◆ GIVEN PROBLEM:
Substitute "place one point" for "drop one point" everywhere in the items below and write them out again, leaving everything else unchanged.

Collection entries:
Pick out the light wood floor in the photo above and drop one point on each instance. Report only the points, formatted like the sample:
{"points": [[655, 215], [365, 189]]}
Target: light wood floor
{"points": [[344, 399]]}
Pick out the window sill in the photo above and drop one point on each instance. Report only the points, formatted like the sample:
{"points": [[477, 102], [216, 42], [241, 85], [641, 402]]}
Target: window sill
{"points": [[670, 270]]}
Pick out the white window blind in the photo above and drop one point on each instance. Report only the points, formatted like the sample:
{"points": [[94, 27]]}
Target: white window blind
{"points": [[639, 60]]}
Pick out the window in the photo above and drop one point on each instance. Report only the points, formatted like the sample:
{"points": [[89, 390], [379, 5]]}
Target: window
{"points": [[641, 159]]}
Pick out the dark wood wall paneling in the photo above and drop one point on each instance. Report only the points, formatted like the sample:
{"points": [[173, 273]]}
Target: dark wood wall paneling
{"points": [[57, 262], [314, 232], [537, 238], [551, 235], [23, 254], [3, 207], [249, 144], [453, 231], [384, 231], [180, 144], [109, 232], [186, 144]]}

◆ REPLY:
Pick out the light wood floor in the photo above and place one point on each instance. Report only the points, formatted like the sample:
{"points": [[655, 215], [365, 189]]}
Target: light wood floor
{"points": [[344, 399]]}
Pick out the window sill in the photo above and place one point on each instance. Report only the points, formatted like the sample:
{"points": [[477, 102], [216, 42], [241, 85], [641, 402]]}
Target: window sill
{"points": [[670, 270]]}
Pick out the white window blind in the photo above and place one point on each instance. Report only the points, formatted like the sample:
{"points": [[94, 27]]}
Target: white window blind
{"points": [[639, 60]]}
Pick out the window in the photo above and place one point on each instance. Report only the points, formatted like the sample:
{"points": [[89, 390], [379, 5]]}
Target: window
{"points": [[641, 159]]}
Pick out the dark wood wall paneling in the photo above and place one point on each instance. Report only the points, formatted like the sample:
{"points": [[173, 273]]}
Target: dark wood wall paneling
{"points": [[57, 262], [314, 232], [537, 238], [551, 235], [23, 254], [3, 207], [249, 144], [453, 231], [384, 231], [180, 144], [109, 232], [186, 144]]}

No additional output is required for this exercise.